━━━ Source document
Anja Niedermeier, Rinse Wester, Christiaan Baaij, Jan Kuper, Gerard Smit

Zilverling 4078, P.O. Box 217, 7500AE Enschede Computer Architecture for Embedded Systems University of Twente

Abstract—As embedded systems are becoming increasingly complex, the design process and verification have become very time-consuming. Additionally, specifying hardware manually in a low-level hardware description language like VHDL is usually an error-prone task. In our group, a tool (the CλaSH compiler) was developed to generate fully synthesisable VHDL code from a specification given in the functional programming language Haskell. In this paper, we present a comparison between two implementations of the same design by using CλaSH and hand-written VHDL. The design is a simple dataflow processor. As measures of interest area, performance, power consumption and source lines of code (SLOC) are used.

The obtained results indicate that the CλaSH-generated VHDL code as well as the netlist after synthesis and place and route are functionally correct. The placed and routed hand-written VHDL code has also the correct behaviour. Furthermore, a similar performance is achieved. The power consumption is even lower for the CλaSH implementation. The SLOC for CλaSH is considerably smaller and it is possible to specify the design in a much higher level of abstraction compared to VHDL.

I. INTRODUCTION

With ever smaller features sizes in today’s technology, it is possible to integrate complex functionality into a very small design. Systems are becoming smaller, faster and more complex, embedded systems are present in nearly every part of our daily life. But along with it comes a serious drawback: The design and verification complexity has immensely increased over the past years. A design can easily contain several ten thousands lines of HDL code and also the simulation time is becoming a bottleneck during the design process. Therefore, it is desirable to have a different design method than the traditional HDL, usually being VHDL or Verilog.

In our group we developed CλaSH [1], a compiler that uses a Haskell description of the desired architecture to generate a VHDL netlist. The generated VHDL netlist can be simulated with any VHDL simulation tool and is fully synthesisable for both FPGAs and ASIC technologies. In this paper, we present a comparison between an architecture which is fully implemented with CλaSH and one which was described in VHDL. The architecture described in this paper is a simple dataflow processor. As measures, we will use area usage and maximum clock speed on an FPGA and power numbers and area for 90 nm TSMC low power libraries. Also, the lines of code is compared.

The idea to describe hardware using functional languages is not new. Before CλaSH, other approaches were presented like Lava [2], which is an HDL embedded in Haskell and ForSyDe [3], which uses Haskell for system modelling. In contrast to

CλaSH, they do not directly use a subset of Haskell but use Haskell to define their syntax. That has the disadvantage that many of Haskell’s features like control structures (e.g. guards, if-else) or polymorphism are not supported whereas they are fully supported in CλaSH. A general discussion on high level synthesis can be found in [4].

The remainder of this paper is structured as follows: First, an introduction to dataflow graphs and dataflow processors is given. Afterwards, the design process using CλaSH is described. Then, the simple dataflow processor which is our design example is explained. Following, details on the implementation in both Haskell and VHDL are given. Then, the results are presented by means of the measures explained above. Finally, a conclusion is given.
━━━━━━
Work instructions:
1. In the paper excerpt on the CλaSH compiler, what design is built both with CλaSH and with hand-written VHDL for the comparison?
2. Retype the part of the paper excerpt on the CλaSH compiler from "Abstract—As embedded systems" up to and including "(SLOC) are used.".
━━━ Recorded information
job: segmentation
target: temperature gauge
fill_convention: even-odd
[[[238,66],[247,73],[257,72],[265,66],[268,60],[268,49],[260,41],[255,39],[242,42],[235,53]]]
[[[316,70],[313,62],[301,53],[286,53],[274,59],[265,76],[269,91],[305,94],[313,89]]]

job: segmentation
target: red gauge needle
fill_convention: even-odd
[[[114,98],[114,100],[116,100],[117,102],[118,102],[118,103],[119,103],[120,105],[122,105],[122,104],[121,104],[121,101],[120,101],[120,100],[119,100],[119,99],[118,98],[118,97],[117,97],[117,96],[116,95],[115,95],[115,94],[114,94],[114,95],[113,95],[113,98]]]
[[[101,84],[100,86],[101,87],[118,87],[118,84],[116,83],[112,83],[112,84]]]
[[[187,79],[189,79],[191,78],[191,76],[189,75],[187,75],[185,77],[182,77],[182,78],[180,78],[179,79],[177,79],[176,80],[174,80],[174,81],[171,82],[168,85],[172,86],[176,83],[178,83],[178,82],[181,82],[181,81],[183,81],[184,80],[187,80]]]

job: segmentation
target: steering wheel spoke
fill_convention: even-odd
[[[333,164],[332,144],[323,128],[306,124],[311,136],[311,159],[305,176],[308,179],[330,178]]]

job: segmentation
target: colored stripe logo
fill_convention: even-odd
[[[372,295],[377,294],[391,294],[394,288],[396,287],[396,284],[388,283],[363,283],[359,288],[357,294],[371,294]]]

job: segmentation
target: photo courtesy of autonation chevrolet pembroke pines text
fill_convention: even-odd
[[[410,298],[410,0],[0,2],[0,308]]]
━━━━━━
Solutions to each task:
1. A simple dataflow processor.

2.
Abstract—As embedded systems are becoming increasingly complex, the design process and verification have become very time-consuming. Additionally, specifying hardware manually in a low-level hardware description language like VHDL is usually an error-prone task. In our group, a tool (the CλaSH compiler) was developed to generate fully synthesisable VHDL code from a specification given in the functional programming language Haskell. In this paper, we present a comparison between two implementations of the same design by using CλaSH and hand-written VHDL. The design is a simple dataflow processor. As measures of interest area, performance, power consumption and source lines of code (SLOC) are used.